-- WHAT NEEDS TO BE DONE --
Copy the entries from the line containing "point: plant stem" up to and including the last line of the entries, and offset every coordinate in the answers by adding 120 while keeping all other lines unchanged.

(Object location annotation data)

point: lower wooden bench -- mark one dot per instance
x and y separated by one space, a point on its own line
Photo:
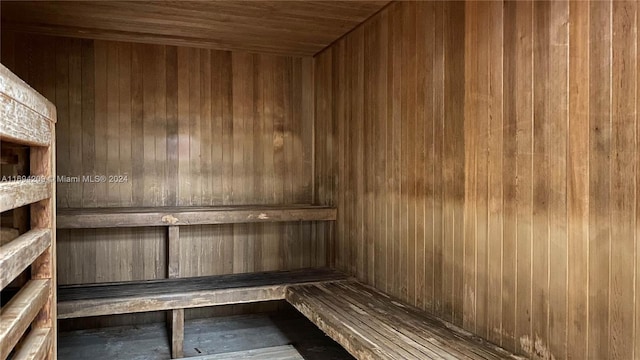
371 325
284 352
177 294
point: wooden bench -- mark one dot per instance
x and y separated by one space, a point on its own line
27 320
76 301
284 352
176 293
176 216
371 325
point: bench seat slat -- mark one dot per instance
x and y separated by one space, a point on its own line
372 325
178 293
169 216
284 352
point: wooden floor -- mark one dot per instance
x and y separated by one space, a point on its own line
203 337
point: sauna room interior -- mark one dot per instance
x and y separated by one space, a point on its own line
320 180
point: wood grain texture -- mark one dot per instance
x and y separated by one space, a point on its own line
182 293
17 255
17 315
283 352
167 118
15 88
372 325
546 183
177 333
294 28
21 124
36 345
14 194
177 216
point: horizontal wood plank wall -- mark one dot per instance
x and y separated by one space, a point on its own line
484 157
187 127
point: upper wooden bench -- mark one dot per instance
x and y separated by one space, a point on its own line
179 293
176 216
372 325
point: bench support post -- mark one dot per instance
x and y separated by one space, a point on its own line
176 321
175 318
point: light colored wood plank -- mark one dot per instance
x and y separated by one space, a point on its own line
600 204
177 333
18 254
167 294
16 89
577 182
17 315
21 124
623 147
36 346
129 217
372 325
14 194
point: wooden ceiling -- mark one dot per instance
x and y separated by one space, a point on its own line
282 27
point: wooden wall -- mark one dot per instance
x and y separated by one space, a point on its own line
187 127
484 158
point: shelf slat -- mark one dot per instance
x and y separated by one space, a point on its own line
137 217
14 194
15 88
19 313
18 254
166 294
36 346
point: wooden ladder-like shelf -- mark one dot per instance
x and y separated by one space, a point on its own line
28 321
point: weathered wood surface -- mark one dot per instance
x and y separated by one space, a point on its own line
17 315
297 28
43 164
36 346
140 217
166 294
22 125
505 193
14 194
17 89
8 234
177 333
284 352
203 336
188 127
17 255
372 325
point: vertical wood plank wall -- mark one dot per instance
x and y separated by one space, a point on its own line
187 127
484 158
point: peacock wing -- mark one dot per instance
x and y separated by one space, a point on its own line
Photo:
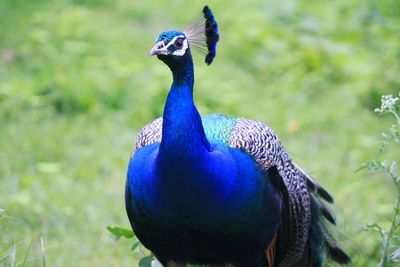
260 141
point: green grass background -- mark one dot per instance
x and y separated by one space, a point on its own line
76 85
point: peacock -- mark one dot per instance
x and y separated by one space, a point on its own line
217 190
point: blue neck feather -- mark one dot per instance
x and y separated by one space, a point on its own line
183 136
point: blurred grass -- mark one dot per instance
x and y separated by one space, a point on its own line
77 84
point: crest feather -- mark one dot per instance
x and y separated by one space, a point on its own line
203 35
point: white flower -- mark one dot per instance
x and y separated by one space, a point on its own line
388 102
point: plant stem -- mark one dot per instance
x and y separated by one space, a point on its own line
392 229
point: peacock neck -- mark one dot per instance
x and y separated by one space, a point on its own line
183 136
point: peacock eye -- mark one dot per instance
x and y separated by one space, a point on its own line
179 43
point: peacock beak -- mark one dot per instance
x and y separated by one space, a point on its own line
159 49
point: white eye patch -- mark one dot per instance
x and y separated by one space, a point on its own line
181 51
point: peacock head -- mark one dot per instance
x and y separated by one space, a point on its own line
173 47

-- REPLY TO THE EXERCISE --
point: plant stem -- mark one dot per instance
x and y separated by one space, a point on its own line
512 349
point: peacock neck -- mark one dot per instance
x and y separated by one space, a point on its own line
303 256
point: peacock eye -- mark one dot per instance
x and y separated by one space, a point on its own line
299 163
point: peacock beak -- mark one dot per instance
x and y separated by one space, a point on its own line
279 169
point: white eye patch -- mark one dot per instance
x and y separated by one space, a point on its own line
301 171
point: peacock head -- mark one dot per instance
x and y separated by one space, a point on its own line
293 167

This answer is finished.